[What the task asks]:
How many lines in the entries below contain the string "rear", with case counting? Reply with the number alone.

Dataset records

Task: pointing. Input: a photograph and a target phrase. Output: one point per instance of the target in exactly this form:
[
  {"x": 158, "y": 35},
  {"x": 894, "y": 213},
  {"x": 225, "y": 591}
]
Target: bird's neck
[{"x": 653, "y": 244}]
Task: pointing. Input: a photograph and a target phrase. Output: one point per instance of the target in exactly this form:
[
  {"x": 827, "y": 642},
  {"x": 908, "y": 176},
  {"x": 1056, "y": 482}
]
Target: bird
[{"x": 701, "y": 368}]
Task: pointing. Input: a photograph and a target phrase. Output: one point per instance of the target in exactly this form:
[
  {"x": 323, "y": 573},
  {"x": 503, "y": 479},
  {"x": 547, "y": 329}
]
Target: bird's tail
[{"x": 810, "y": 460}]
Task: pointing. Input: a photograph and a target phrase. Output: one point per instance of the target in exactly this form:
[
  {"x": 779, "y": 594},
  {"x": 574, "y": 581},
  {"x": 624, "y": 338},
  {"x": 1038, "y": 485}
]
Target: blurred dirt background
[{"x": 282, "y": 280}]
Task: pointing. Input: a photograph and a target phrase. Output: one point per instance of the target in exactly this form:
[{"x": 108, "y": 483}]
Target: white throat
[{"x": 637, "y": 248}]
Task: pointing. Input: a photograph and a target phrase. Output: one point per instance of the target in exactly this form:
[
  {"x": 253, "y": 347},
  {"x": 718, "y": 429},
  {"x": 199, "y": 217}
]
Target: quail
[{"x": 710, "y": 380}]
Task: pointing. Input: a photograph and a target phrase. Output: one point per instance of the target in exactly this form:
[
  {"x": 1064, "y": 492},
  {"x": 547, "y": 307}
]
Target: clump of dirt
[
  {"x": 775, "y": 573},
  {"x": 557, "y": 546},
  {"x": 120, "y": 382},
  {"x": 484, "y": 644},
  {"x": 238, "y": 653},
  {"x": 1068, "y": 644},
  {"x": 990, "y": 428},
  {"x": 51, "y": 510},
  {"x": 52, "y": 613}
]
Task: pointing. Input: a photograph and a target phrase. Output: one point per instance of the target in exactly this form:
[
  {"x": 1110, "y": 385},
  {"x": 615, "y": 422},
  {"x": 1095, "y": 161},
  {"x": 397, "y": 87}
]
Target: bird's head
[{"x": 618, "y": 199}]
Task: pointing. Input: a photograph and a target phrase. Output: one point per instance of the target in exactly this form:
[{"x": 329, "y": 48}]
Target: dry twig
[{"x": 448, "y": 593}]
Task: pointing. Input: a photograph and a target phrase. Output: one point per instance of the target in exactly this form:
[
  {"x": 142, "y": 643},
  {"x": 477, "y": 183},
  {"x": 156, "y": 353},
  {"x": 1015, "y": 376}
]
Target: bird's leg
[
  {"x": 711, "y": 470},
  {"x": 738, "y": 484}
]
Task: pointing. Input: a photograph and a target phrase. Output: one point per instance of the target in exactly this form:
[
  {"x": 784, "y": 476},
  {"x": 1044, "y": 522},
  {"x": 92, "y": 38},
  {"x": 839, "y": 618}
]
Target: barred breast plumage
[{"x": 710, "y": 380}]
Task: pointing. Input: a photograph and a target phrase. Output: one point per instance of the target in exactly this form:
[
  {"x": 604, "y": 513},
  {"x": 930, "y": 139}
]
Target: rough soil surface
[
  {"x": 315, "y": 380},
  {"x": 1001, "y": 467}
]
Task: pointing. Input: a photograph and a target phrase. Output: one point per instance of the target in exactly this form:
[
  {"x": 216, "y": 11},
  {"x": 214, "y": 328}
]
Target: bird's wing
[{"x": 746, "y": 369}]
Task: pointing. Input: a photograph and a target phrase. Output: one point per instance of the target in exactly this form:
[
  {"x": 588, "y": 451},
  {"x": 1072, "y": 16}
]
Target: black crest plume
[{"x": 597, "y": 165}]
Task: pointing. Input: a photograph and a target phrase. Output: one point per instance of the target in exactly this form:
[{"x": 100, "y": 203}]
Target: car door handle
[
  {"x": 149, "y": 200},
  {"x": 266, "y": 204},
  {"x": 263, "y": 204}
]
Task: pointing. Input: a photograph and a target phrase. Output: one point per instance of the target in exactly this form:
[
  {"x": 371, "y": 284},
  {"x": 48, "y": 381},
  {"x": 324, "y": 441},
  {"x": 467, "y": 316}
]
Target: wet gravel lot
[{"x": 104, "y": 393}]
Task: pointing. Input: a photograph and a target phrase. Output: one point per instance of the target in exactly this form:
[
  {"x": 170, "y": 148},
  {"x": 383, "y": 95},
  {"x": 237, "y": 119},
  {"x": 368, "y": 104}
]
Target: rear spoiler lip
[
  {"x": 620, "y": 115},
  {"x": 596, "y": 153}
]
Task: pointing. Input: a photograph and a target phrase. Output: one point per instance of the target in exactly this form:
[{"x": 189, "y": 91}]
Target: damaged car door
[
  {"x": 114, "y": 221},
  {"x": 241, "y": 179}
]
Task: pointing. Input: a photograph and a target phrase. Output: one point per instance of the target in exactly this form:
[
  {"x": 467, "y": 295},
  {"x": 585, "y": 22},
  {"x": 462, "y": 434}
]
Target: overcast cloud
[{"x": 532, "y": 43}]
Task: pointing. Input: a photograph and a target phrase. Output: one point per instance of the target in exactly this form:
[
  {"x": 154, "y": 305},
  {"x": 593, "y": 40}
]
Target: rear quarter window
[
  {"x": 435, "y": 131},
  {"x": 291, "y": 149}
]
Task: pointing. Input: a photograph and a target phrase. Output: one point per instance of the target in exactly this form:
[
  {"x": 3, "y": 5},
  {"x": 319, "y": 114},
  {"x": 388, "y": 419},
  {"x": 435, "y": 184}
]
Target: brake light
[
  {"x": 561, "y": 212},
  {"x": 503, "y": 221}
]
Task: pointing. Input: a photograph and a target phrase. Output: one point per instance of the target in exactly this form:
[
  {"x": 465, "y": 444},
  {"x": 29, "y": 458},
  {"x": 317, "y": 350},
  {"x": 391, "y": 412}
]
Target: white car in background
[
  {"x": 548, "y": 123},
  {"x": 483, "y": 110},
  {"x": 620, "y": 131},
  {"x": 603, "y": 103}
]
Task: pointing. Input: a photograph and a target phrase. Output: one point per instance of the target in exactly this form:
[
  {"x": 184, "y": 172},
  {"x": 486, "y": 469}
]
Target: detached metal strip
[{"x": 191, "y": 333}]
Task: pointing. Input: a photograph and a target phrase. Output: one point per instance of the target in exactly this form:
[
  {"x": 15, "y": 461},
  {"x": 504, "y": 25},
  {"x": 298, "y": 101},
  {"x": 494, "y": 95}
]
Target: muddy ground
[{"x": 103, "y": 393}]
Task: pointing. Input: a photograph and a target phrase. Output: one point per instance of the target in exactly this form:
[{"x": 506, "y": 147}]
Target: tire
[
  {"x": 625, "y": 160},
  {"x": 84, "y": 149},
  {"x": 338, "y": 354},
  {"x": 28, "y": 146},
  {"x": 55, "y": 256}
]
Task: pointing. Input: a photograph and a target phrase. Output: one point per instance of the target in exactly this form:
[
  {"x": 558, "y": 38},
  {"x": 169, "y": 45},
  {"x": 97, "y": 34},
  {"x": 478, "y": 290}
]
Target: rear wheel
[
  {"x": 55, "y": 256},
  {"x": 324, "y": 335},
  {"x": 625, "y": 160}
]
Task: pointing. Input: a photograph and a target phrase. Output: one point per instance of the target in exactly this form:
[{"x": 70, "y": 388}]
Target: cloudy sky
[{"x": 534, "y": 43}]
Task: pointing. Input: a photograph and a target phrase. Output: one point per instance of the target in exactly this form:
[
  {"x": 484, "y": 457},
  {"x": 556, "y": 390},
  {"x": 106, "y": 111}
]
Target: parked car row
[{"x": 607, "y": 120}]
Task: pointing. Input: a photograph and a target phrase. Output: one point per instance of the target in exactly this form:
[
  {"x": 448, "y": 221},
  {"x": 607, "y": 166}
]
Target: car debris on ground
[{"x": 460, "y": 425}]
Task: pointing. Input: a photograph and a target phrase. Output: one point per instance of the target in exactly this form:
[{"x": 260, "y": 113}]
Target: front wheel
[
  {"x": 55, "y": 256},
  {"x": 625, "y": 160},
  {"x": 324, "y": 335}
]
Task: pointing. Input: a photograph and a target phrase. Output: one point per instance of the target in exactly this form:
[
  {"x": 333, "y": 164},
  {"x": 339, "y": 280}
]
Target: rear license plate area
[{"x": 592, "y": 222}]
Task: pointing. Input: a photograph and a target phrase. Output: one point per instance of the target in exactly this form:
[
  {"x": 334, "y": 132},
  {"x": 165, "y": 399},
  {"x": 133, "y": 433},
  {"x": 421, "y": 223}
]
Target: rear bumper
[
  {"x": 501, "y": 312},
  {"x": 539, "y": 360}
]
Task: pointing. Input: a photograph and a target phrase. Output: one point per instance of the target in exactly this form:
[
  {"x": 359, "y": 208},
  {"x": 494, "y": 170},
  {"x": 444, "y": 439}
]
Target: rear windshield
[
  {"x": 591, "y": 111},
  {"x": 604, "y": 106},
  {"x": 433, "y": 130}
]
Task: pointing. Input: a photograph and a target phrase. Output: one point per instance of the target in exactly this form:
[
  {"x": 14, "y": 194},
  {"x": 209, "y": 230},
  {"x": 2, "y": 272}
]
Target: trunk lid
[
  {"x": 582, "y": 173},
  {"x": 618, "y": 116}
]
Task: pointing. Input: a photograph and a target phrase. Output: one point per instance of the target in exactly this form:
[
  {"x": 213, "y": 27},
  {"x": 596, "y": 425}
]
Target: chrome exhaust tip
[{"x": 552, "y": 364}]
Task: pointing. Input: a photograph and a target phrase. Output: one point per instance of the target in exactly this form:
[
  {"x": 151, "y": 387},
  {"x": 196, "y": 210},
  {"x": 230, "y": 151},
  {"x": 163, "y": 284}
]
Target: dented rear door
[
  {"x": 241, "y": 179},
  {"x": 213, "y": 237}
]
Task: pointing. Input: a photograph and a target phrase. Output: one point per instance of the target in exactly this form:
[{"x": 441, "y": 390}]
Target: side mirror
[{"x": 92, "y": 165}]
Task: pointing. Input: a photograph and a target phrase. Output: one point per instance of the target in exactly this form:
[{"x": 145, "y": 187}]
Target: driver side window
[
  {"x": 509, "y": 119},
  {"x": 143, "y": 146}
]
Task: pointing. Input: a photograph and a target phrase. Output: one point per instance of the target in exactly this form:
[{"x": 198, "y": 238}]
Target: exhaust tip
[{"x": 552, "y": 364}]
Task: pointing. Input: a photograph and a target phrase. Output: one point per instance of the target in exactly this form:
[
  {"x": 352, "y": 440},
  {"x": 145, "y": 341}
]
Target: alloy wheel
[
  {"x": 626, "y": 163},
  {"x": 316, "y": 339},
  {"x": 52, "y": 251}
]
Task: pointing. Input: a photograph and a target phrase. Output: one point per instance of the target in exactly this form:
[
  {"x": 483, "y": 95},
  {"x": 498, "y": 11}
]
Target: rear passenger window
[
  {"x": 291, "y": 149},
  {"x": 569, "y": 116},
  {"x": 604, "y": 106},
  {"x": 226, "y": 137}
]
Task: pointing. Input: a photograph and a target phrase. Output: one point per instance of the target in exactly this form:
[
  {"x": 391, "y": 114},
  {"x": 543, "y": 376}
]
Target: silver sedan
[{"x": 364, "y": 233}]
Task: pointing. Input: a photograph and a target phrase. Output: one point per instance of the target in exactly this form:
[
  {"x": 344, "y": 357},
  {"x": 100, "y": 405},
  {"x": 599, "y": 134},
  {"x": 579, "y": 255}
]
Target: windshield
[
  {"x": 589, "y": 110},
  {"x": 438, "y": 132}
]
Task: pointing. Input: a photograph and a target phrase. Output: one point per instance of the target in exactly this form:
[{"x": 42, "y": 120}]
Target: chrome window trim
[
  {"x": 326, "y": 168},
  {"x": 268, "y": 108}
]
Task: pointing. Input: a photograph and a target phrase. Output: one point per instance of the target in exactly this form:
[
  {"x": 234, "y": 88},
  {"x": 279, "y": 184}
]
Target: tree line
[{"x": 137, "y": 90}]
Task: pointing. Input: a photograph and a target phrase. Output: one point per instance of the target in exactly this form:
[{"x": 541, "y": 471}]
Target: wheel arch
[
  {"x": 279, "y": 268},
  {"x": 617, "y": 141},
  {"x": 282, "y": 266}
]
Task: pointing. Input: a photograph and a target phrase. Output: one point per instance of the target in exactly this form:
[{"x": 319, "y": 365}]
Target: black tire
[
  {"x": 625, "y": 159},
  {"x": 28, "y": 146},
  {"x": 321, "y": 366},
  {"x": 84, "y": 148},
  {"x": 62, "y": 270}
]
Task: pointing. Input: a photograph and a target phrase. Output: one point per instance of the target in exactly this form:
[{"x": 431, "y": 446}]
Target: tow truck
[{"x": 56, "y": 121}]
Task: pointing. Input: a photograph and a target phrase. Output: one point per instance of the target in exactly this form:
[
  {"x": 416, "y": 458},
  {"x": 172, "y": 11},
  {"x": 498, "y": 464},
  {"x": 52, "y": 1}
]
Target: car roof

[Task result]:
8